Turn the records below into a Markdown table with two columns, Row and Line. Give each nonblank line its own row, numbered in order, and leave out the blank lines.
—————
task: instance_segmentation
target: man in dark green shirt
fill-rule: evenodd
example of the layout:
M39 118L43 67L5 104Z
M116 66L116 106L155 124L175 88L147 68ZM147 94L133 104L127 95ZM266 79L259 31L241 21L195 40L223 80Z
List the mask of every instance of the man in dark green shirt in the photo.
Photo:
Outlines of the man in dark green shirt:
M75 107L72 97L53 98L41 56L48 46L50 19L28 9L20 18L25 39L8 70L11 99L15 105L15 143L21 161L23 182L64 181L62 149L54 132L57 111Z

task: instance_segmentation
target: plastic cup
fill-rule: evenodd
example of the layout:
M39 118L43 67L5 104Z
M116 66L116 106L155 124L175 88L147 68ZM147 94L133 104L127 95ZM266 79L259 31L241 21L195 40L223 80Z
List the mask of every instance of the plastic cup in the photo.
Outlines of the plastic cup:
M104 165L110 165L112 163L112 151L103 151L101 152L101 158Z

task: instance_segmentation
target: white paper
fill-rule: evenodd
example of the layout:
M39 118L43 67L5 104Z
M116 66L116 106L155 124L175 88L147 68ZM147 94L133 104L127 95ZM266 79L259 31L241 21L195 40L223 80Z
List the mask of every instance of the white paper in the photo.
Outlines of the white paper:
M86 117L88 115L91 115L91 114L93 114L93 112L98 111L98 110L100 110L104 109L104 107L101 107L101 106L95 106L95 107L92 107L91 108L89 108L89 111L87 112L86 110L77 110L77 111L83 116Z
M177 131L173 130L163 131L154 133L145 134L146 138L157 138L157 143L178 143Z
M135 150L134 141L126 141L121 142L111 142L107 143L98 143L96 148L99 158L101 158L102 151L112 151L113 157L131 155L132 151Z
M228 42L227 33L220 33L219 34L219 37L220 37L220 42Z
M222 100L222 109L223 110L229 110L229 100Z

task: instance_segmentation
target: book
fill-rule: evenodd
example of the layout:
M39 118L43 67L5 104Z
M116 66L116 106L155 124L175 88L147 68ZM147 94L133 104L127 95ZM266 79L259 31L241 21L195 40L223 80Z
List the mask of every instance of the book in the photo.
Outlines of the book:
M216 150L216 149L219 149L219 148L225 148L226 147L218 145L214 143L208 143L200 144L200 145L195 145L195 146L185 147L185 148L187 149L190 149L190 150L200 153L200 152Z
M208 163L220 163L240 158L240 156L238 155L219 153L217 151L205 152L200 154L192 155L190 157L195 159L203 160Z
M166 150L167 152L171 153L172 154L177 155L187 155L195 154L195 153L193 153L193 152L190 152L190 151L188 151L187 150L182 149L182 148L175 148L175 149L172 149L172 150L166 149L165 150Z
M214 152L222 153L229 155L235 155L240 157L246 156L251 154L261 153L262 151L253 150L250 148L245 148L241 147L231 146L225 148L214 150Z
—————
SOLUTION FOR THIS EXERCISE:
| Row | Line |
|---|---|
| 1 | task: instance_segmentation |
| 2 | target: man in dark green shirt |
| 3 | fill-rule: evenodd |
| 4 | example of the layout: |
| 5 | M39 118L43 67L5 104Z |
| 6 | M116 66L116 106L155 124L175 88L147 68ZM147 94L133 104L127 95ZM266 79L259 31L241 21L195 40L223 80Z |
| 7 | List the mask of every instance of the man in dark green shirt in the photo. |
| 8 | Photo: |
| 9 | Outlines of the man in dark green shirt: |
| 10 | M75 107L72 97L53 98L41 56L48 46L50 19L28 9L20 18L25 39L8 70L11 99L15 105L15 143L21 161L23 182L64 181L62 149L54 132L57 111Z |
| 11 | task: instance_segmentation |
| 12 | target: plastic cup |
| 13 | fill-rule: evenodd |
| 14 | example of the layout: |
| 15 | M39 118L43 67L5 104Z |
| 16 | M116 66L116 106L155 124L175 88L147 68ZM147 94L133 104L127 95ZM266 79L259 31L241 21L195 40L223 80Z |
| 17 | List the mask of every instance of the plastic cup in the photo. |
| 18 | Outlines of the plastic cup: |
| 19 | M104 165L110 165L112 163L112 151L103 151L101 152L101 158Z |
| 20 | task: instance_segmentation |
| 21 | target: white paper |
| 22 | fill-rule: evenodd |
| 23 | example of the layout: |
| 24 | M39 118L43 67L5 104Z |
| 25 | M116 66L116 106L155 124L175 88L147 68ZM147 94L133 104L127 95ZM266 79L259 31L241 21L195 40L223 80Z |
| 26 | List the mask of every instance of the white paper in the photo. |
| 27 | Outlines of the white paper: |
| 28 | M86 117L88 115L91 115L91 114L93 114L93 112L98 111L98 110L100 110L104 109L104 107L101 107L101 106L95 106L95 107L92 107L91 108L89 108L89 111L87 112L86 110L77 110L77 111L83 116Z |
| 29 | M177 131L173 130L163 131L154 133L145 134L146 138L157 138L157 143L178 143Z |
| 30 | M135 150L134 141L126 141L121 142L111 142L107 143L98 143L96 148L99 158L101 158L102 151L112 151L113 157L131 155L132 151Z |
| 31 | M228 42L227 33L220 33L219 34L219 37L220 37L220 42Z |
| 32 | M222 100L222 109L223 110L229 110L229 100Z |
| 33 | task: instance_segmentation |
| 34 | target: book |
| 35 | fill-rule: evenodd |
| 36 | example of the layout: |
| 37 | M39 118L43 67L5 104Z |
| 38 | M116 66L116 106L155 124L175 88L147 68ZM147 94L133 104L127 95ZM266 79L259 31L241 21L195 40L223 80Z |
| 39 | List the mask of every instance of the book in the photo. |
| 40 | Outlines of the book: |
| 41 | M216 150L216 149L219 149L219 148L225 148L226 147L218 145L214 143L208 143L200 144L200 145L195 145L195 146L185 147L185 148L187 149L190 149L190 150L200 153L200 152Z |
| 42 | M208 163L220 163L240 158L240 156L238 155L219 153L217 151L205 152L200 154L192 155L190 157L195 159L203 160Z |
| 43 | M166 150L167 152L171 153L172 154L177 155L187 155L195 154L195 153L193 153L193 152L190 152L190 151L188 151L187 150L182 149L182 148L175 148L175 149L172 149L172 150L166 149L165 150Z |
| 44 | M214 152L222 153L229 155L235 155L240 157L246 156L251 154L261 153L262 151L253 150L250 148L245 148L241 147L231 146L225 148L214 150Z |